Read File to String: can you do faster ?

Eli’s version will also append a ‘\n’ after the last line.

If he would read/write/read/write/read/write, the file would get larger and larger.

Yeah don’t worry Z-Man, it’s not at all obvious that concatenating strings will be so incredibly slow. But a good rule of thumb is that if you are ever worried about speed when string combining is involved, always use a StringBuffer. If speed doesn’t matter, don’t bother, because it’s uglier (as you already pointed out).

Yeah, in cases where this is an issue I just drop the last character every time. But I’ve never worried much about string file speed because I only ever do it once and I never have massive files. But I did once have a case where I was reading in a file, editing it, and then re-saving it and I had to deal with the trailing \n.

Obviously this method has some theoretical limitations to size, but you could set some kind of size limit where if size > limit, choose the buffered approach.

At least it’s fast.


public final static String readFile(String fileName) throws IOException {
	File f = new File(fileName);
	FileInputStream fstream = new FileInputStream(f);
	byte[] bytes = new byte[(int) f.length()];
	fstream.read(bytes);
	fstream.close();
	return new String(bytes);
}


I hadn’t thought this would be viable for small files, but it actually performs very well. And the list goes on and on :wink:

public final static String readFile(String file) throws IOException {
	FileChannel channel = new FileInputStream(new File(file)).getChannel();
	ByteBuffer buffer = ByteBuffer.allocate((int) channel.size());
	channel.read(buffer);
	channel.close();
	return new String(buffer.array());
}

I don’t think it gets much faster than this (when you’re reading large files everythings’ pretty close in speed)

using FileChannel ? nah, when I benchmarked that it was slow
maybe not the slowest but slower than your previous code and the java7 method.

interesting, using java 7 it comes up as slightly faster for larger files and noticeably faster for small files.

how are you doing your benchmark? make sure you’re running each method in its own instance of the JVM

long before = System.nanoTime();
    	
    	for (int i=0;i<100;i++)
    	{
    		Util.readFromFile(path);
    	}
    	System.out.println("1: "+((System.nanoTime()-before)/1000L)+"us");
    	
    	
    	before = System.nanoTime();
    	for (int i=0;i<100;i++)
    	{
    		Util.readFileWithChannel(path);
    	}
    	System.out.println("2: "+((System.nanoTime()-before)/1000L)+"us");
    	
    	
    	before = System.nanoTime();
    	for (int i=0;i<100;i++)

GIVEN INFORMATION:
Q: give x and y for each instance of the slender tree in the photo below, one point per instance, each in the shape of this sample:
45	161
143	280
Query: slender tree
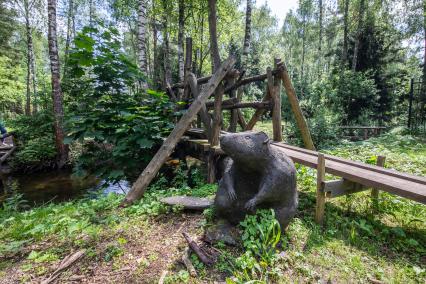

SHORT EXERCISE:
Answer these from the forum thread on reading a file into a string:
(a) What does Eli's version append after the last line?
(b) Which class does the thread say to always use when you're worried about speed and strings are being combined?
(c) How many times does each loop in the benchmark code call its file-reading method?

EXPECTED ANSWER:
(a) A '\n' (a newline character).
(b) StringBuffer.
(c) 100 times.